● Exercise:
Exactly reproduce the lines from the one holding "guardrail post in the photo above." through the final line of the listing below, with both ends included and nothing else.

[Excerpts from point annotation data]
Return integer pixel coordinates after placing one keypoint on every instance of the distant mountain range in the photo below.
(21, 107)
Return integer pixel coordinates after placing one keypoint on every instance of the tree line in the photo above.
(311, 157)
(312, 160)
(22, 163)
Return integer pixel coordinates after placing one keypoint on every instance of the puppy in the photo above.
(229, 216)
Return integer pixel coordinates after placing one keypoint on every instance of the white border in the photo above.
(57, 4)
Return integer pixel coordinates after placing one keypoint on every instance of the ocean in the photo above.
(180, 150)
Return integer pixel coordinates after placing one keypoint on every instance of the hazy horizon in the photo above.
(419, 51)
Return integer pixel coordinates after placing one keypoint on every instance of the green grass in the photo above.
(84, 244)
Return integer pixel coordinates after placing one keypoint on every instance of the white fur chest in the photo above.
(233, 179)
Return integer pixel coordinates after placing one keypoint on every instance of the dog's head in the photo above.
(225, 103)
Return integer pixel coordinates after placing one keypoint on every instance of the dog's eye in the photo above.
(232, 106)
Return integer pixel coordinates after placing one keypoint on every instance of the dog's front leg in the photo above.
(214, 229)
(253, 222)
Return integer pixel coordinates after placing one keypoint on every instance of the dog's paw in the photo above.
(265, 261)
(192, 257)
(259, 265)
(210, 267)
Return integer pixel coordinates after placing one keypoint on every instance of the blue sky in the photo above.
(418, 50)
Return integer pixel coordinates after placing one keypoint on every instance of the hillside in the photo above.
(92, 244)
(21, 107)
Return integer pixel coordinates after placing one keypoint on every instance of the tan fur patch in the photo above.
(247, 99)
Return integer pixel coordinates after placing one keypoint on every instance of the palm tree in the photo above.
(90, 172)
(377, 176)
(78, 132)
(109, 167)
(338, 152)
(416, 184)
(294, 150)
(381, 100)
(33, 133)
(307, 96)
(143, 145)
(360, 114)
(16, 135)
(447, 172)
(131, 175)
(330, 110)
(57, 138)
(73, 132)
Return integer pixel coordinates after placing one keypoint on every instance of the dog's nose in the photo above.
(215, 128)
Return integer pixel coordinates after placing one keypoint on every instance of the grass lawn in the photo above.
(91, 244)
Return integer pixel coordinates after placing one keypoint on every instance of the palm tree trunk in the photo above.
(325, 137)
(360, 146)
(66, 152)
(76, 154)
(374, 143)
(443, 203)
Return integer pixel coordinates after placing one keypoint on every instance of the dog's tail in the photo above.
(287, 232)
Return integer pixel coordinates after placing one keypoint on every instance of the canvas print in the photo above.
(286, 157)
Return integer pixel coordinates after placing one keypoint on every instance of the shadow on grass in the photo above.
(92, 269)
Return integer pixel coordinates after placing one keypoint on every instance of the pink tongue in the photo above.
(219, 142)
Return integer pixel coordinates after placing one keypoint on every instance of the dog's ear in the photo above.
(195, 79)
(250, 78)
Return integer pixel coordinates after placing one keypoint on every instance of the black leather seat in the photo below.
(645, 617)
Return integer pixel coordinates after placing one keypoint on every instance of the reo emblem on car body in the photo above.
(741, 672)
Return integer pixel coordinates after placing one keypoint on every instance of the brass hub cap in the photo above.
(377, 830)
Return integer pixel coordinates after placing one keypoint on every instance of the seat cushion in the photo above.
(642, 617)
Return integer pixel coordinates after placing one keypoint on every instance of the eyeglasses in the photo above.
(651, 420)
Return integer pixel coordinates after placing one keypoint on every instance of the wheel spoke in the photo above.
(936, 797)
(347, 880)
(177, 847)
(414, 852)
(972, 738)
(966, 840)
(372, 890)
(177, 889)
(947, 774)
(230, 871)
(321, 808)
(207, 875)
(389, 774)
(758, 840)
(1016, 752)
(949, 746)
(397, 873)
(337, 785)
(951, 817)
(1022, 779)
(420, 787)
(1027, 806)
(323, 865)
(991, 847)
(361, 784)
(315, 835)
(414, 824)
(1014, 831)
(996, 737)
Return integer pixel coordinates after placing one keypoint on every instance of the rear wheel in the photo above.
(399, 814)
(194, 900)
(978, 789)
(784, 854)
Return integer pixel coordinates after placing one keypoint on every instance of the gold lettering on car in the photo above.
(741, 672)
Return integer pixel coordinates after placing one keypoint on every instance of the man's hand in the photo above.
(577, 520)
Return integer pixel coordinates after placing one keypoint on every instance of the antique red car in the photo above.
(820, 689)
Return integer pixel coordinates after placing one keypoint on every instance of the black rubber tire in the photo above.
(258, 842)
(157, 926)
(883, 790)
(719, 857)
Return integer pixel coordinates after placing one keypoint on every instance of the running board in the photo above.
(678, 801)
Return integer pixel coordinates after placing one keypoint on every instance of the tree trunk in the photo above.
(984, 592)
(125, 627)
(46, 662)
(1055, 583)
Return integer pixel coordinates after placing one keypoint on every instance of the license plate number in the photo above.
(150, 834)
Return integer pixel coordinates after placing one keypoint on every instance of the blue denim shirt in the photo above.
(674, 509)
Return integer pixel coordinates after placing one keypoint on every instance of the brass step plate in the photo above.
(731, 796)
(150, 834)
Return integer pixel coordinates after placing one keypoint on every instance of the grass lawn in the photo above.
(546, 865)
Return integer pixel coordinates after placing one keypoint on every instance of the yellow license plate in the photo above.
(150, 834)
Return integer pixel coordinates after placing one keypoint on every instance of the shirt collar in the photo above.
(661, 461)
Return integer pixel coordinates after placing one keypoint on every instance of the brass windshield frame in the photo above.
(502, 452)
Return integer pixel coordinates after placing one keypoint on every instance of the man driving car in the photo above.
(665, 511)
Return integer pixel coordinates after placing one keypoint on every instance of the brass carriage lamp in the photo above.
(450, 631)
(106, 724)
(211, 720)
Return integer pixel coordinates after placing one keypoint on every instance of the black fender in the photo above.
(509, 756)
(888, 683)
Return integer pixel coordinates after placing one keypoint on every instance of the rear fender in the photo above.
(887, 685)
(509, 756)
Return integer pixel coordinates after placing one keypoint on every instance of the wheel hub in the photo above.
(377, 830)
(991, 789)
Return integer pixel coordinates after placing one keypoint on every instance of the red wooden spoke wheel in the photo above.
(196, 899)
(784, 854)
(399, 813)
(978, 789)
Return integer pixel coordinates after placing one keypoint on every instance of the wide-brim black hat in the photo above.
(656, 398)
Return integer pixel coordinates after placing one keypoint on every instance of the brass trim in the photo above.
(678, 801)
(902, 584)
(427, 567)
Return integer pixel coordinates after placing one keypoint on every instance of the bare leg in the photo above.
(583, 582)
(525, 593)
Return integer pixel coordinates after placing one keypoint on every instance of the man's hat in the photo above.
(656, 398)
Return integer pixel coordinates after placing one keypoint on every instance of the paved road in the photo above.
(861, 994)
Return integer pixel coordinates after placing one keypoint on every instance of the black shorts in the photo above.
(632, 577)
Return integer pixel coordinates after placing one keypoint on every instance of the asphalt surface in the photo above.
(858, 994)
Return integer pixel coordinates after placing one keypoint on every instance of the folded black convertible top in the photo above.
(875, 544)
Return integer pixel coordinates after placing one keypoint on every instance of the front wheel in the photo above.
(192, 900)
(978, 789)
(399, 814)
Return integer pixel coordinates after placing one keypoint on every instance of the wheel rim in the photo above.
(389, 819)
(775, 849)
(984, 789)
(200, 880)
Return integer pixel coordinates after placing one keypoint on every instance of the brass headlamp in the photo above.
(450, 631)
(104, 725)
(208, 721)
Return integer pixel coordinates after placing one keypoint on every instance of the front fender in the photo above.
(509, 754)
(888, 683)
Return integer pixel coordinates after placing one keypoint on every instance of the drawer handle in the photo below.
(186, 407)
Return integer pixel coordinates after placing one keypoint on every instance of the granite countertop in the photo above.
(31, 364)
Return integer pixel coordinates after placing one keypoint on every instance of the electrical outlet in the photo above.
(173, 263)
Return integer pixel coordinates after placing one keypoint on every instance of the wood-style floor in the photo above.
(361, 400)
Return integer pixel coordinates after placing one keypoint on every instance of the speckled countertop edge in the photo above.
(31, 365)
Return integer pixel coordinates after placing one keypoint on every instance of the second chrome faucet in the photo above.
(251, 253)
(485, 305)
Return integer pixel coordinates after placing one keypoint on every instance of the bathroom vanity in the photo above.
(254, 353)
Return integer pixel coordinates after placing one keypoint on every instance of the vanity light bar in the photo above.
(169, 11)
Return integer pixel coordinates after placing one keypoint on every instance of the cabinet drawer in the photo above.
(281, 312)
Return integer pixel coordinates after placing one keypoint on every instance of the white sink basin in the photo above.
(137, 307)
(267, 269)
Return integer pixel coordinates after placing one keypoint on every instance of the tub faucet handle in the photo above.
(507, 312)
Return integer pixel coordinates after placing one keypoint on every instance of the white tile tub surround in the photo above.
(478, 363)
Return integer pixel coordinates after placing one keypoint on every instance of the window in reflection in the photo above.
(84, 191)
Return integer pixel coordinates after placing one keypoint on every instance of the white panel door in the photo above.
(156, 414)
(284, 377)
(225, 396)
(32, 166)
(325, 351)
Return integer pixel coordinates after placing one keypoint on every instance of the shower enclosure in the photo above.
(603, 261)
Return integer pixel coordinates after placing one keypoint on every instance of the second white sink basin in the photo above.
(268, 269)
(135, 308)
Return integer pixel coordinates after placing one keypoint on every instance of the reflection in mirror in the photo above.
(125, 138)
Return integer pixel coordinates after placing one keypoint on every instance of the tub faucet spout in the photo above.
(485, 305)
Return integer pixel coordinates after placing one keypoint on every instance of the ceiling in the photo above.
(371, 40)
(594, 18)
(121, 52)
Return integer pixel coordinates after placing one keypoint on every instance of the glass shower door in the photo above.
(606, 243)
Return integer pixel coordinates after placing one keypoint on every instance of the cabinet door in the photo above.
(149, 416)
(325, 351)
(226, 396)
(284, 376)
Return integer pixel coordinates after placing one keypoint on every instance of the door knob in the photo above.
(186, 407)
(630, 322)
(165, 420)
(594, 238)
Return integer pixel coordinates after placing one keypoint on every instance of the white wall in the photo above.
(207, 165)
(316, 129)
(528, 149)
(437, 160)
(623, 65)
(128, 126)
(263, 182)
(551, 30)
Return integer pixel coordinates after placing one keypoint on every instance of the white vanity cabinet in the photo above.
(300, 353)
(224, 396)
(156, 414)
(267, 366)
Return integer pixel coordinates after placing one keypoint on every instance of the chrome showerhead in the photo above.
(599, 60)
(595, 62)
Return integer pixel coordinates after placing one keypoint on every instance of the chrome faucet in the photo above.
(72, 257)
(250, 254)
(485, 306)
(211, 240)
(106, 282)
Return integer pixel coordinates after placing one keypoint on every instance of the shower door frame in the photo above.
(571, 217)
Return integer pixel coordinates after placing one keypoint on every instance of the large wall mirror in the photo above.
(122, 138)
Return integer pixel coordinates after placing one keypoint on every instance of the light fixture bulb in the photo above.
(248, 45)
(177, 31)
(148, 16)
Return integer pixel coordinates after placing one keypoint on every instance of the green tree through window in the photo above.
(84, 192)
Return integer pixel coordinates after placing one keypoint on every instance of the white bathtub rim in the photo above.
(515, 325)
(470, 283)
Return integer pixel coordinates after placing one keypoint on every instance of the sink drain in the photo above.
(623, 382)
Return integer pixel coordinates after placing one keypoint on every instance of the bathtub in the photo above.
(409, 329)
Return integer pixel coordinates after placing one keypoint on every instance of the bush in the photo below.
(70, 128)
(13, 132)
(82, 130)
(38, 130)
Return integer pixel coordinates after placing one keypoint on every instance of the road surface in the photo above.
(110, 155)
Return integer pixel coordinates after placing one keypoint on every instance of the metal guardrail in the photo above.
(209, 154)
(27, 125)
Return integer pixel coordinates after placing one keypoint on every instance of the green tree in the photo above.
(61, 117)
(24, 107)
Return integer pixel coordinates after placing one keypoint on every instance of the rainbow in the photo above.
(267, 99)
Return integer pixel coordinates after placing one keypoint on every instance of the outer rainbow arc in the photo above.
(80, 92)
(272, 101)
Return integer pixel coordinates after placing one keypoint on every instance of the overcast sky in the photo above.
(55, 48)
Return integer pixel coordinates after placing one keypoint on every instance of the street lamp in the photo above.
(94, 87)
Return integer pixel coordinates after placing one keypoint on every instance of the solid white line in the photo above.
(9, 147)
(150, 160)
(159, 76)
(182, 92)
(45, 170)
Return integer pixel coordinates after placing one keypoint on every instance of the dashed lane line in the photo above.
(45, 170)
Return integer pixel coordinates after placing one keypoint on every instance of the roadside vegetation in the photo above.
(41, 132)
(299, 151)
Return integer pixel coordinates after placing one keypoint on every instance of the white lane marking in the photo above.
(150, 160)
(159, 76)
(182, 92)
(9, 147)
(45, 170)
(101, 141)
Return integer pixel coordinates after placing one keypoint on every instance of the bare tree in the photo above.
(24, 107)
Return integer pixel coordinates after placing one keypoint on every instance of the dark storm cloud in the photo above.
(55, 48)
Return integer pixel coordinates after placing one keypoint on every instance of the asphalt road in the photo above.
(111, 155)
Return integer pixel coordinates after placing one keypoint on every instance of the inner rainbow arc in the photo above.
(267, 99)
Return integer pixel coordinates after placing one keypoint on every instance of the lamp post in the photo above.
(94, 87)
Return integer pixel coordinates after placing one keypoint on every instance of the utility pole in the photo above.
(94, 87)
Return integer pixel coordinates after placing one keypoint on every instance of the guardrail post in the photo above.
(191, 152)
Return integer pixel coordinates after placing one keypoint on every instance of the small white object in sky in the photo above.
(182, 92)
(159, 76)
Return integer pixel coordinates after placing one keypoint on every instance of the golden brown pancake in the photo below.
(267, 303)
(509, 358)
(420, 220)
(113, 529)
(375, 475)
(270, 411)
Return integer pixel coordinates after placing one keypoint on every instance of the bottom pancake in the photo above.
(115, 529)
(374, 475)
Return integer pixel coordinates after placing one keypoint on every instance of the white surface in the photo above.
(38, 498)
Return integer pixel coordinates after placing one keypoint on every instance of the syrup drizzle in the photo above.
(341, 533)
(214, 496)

● Complete answer:
Return integer pixel coordinates after placing one keypoint on every instance of the guardrail post in the photo above.
(191, 152)
Return integer pixel coordinates after placing one keypoint on every instance of the small white object in sky in the photo above.
(182, 92)
(159, 76)
Return integer pixel coordinates after placing one keypoint on every instance of the golden brown pancake in the photo below.
(267, 303)
(509, 358)
(420, 220)
(113, 529)
(375, 475)
(270, 411)
Return integer pixel coordinates after placing one keypoint on every instance of the bottom pancake in the photo above.
(115, 529)
(374, 475)
Return integer pixel coordinates after placing one keypoint on every instance of the white surface in the photo above.
(38, 498)
Return integer pixel coordinates after placing one keypoint on every instance of the syrup drizzle in the photo above.
(341, 533)
(214, 496)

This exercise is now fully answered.